'''
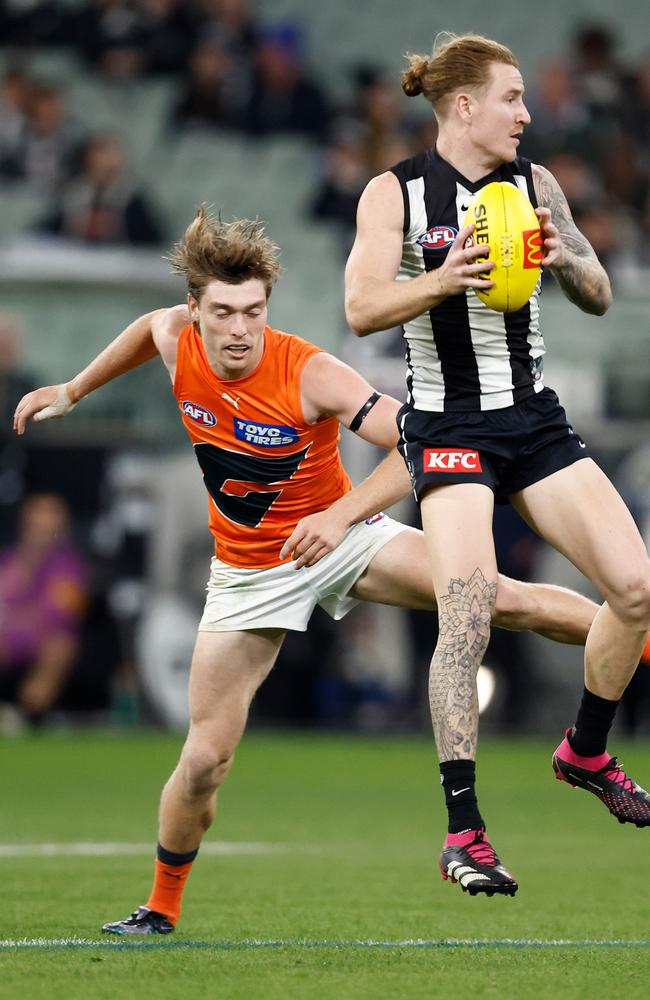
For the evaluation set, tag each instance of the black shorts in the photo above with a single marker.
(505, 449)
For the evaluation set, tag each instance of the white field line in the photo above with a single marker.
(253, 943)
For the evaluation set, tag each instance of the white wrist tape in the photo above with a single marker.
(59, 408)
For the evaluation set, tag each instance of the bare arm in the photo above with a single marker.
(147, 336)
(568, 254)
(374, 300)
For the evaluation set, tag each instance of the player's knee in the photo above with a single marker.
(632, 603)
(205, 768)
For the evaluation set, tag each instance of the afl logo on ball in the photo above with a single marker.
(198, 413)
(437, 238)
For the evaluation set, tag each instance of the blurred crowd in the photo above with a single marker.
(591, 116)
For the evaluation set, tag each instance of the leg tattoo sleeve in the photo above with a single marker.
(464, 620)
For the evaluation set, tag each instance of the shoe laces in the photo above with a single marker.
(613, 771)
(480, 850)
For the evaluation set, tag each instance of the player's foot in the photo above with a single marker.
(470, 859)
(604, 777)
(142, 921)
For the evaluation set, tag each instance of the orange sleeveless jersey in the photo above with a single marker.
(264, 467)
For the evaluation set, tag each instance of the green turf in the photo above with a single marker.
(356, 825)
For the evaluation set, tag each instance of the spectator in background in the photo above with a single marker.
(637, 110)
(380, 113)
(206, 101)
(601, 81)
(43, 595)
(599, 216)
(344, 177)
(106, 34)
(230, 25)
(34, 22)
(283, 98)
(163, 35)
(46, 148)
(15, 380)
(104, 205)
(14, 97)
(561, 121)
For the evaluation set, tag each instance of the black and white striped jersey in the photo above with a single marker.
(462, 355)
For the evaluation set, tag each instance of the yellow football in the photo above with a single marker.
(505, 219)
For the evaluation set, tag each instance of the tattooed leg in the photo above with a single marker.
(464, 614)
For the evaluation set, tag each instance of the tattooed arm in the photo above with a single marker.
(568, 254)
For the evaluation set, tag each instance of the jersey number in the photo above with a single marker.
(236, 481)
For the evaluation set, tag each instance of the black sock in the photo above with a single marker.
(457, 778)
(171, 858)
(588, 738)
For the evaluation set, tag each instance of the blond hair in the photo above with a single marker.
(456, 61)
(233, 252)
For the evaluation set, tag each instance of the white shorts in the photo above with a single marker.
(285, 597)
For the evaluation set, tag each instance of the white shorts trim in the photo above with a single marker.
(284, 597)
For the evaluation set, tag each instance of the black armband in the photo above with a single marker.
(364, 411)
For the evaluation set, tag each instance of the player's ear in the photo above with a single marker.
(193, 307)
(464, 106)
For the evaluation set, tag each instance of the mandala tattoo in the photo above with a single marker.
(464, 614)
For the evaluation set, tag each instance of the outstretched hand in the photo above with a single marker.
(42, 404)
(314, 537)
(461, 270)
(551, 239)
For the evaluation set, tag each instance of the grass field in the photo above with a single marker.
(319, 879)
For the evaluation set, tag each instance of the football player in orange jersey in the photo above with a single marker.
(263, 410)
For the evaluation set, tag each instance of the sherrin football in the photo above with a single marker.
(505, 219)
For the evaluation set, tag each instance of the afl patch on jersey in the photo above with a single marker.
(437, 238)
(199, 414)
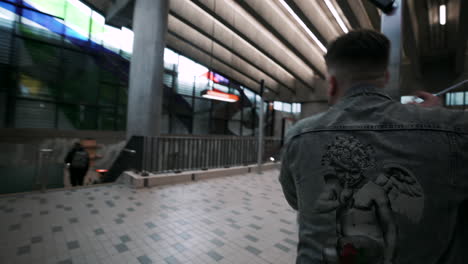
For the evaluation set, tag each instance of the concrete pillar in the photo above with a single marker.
'''
### DESCRIPTION OF THE TASK:
Rewrite the listing above with every "single marker" changed to "single point" and nothing else altered. Omit the pictures from your answer.

### WORKED ANSWER:
For the evaluation set, tag each instance of the black shorts in the photo above with a single point.
(505, 449)
For the evaluation set, tag each instance of the white field line in the photo above with a single point.
(253, 943)
For the evaluation set, tag each instance of the white wrist tape in the photo above with a single point.
(59, 408)
For the evaluation set, tag each instance of the bare arm in the photo above with a single point.
(147, 336)
(568, 254)
(374, 300)
For the evaluation set, tag each instance of the player's knee in the photo above with a single point.
(632, 603)
(205, 768)
For the evaluation set, tag each instance of the afl logo on ball in the photo above with a single point.
(198, 413)
(437, 238)
For the evaluation set, tag each instance of the blurred crowd in the photo above with a single point.
(591, 116)
For the evaluation set, tag each instance of the leg tattoo sleeve in the photo above with a single point.
(464, 620)
For the evaluation set, tag each instance of the shoe laces in the photo above with a single point.
(613, 771)
(480, 850)
For the evaluation set, tag each instance of the player's foot in the photo above with a single point.
(470, 859)
(604, 777)
(142, 921)
For the evaluation set, tag each instance of the orange sleeveless jersey in the photo above with a single point.
(264, 467)
For the evaluation set, tag each instance of the green turf in the photo above with a single point.
(356, 825)
For the evaluation set, tag each instance of the spectator in background in the photo above with a single point.
(637, 110)
(380, 113)
(206, 101)
(601, 81)
(43, 595)
(599, 216)
(344, 177)
(106, 34)
(230, 25)
(34, 22)
(283, 98)
(163, 35)
(46, 148)
(15, 380)
(104, 205)
(14, 97)
(561, 121)
For the evaluation set, tag each instance of the black and white striped jersey in the photo above with a single point.
(462, 355)
For the evaluation set, tag each instance of the yellow football in the photo above with a single point.
(505, 219)
For the evaluation set, tag each instance of the tattooed leg in the photo above with a single point.
(464, 614)
For the evaluation set, tag each instance of the tattooed arm in the photo above with a single point.
(568, 254)
For the evaluation set, tag each instance of the jersey number in the photo above with a single point.
(236, 481)
For the evaluation set, tag each instance of the black sock in the photo above with a single point.
(457, 778)
(171, 858)
(588, 738)
For the evaluation set, tag each instance of the blond hair in the photo above with a single point.
(456, 61)
(233, 252)
For the evaluation set, tag each instance of the white shorts in the photo above with a single point.
(285, 597)
For the evaluation set, tag each instance of the white shorts trim in the photo above with a single point.
(284, 597)
For the evaluation set, tag each instance of the black armband in the photo above with a single point.
(364, 411)
For the evaluation set, tag each instance of the player's ear in the photo above with a single point.
(193, 307)
(464, 106)
For the evaluation set, tag each instance of the mandala tattoo in the photo above with a single point.
(464, 614)
For the evaluation set, tag each instance of the outstretched hand in the photo above with a single point.
(42, 404)
(314, 537)
(461, 270)
(551, 239)
For the evaluation set, tag each instance of the grass field in the photo above with a single point.
(319, 879)
For the evaluation set, tag each instance of the football player in orange jersey in the photo above with a single point.
(263, 410)
For the evaluation set, tag each instance of the sherrin football in the photo above with a single point.
(505, 219)
For the evaluation set, tag each instance of the afl patch on jersey in the photo above with a single point.
(437, 238)
(199, 414)
For the evaluation set, tag each instance of the concrete pillar in the photo above with a single point.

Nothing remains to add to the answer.